本文:
⁂
77年には〜:反ヒーロー暴動の夜のことか(P56参照)。血は争えないらしい。

PANEL5
シートは、床の溝に沿って動く仕組みになっている(P218 PANEL4の三面図を参照)。

PANEL6
G.I.ジョー:1964年にハズブロ社が発売した世界初のアクションフィギュア。59年にライバルのマテル社が発売した女児向け着せ替え人形「バービー」の成功を受けて企画されたとされ、第二次大戦時の米軍をテーマに、ベトナム戦争開始当時の”戦記ブーム"に乗って大ヒットを記録した。21箇所が可動する約30cmのフィギュアを中心に、フィギュアに装備できる機関銃や迷彩服など、様々なアクセサリーを販売。トランスフォーマーと並ぶハズブロ社の主力商品として、形を変えながら今なお展開されている。ちなみにG.I.ジョーとは、第二次大戦時のアメリカ兵の俗称で、G.I.は、Government Issue(官給品)の略。
⁂
記録データ:
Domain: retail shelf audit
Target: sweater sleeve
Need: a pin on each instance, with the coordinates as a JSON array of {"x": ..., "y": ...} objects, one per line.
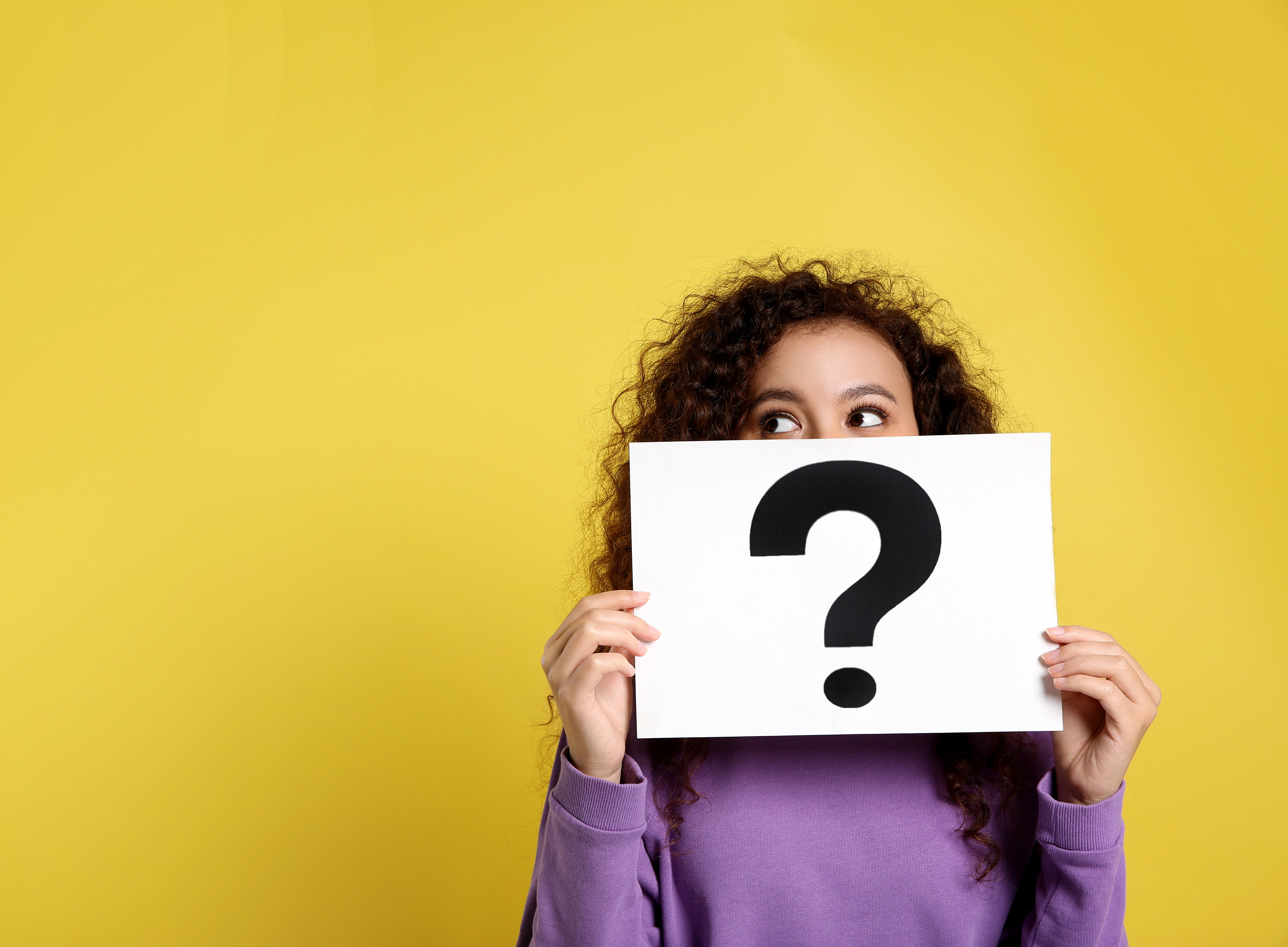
⁂
作業目標:
a – 上記のコマ解説から、「77年には〜:反ヒーロー暴動の夜のことか(P56参照)。血は争えないらしい。」以降、「rnment Issue(官給品)の略。」までを含む部分を一字一句違えずに繰り返してください。
b – 上記のコマ解説を最後の文の後から引き取り、続きを書いてください。

最終解答:
a –
77年には〜:反ヒーロー暴動の夜のことか(P56参照)。血は争えないらしい。

PANEL5
シートは、床の溝に沿って動く仕組みになっている(P218 PANEL4の三面図を参照)。

PANEL6
G.I.ジョー:1964年にハズブロ社が発売した世界初のアクションフィギュア。59年にライバルのマテル社が発売した女児向け着せ替え人形「バービー」の成功を受けて企画されたとされ、第二次大戦時の米軍をテーマに、ベトナム戦争開始当時の”戦記ブーム"に乗って大ヒットを記録した。21箇所が可動する約30cmのフィギュアを中心に、フィギュアに装備できる機関銃や迷彩服など、様々なアクセサリーを販売。トランスフォーマーと並ぶハズブロ社の主力商品として、形を変えながら今なお展開されている。ちなみにG.I.ジョーとは、第二次大戦時のアメリカ兵の俗称で、G.I.は、Government Issue(官給品)の略。

b –
ところで、G.I.ジョーが女の子向けの玩具でないのは言うまでもないが、ローリーは1949年生まれなので、発売時は既に15歳だったことに…。

オレンジのユニフォームには放射能標識が描かれており、放射能防御機能があるものと思われる。なお、これらの特殊コスチュームは、極地用の白いバットスーツなど、様々な用途のコスチュームが登場する1950年11月発売の『ディテクティブコミックス』#165「バットマンの奇妙なコスチューム」が元ネタだろう。
『ディテクティブコミックス』#165の表紙。


<P217>
PANEL5

『王様の剣』 :1963年公開のディズニー長編アニメ映画。6世紀のブリテンに君臨した伝説の王アーサーの若き日の冒険を描いている。T・H・ホワイトが39年に発表した児童小説『永遠の王』の第一部を映画化したもので、みなしごの少年ワートが魔術師マーリンに見初められ、岩に刺さった剣を引き抜き、王の証を立てるまでを描いている。

アルキメデス:マーリンが飼っている喋るフクロウ。原作小説にも登場する。

魔術師マーリン:アーサーの助言者である魔術師。ワート少年の王たる資質を認め、彼に英才教育を施す。

PANEL8
本作では使用されなかったが、現役時代のナイトオウルは、バットマンばりにスーパーカーや小型ヘリを駆使していたらしい。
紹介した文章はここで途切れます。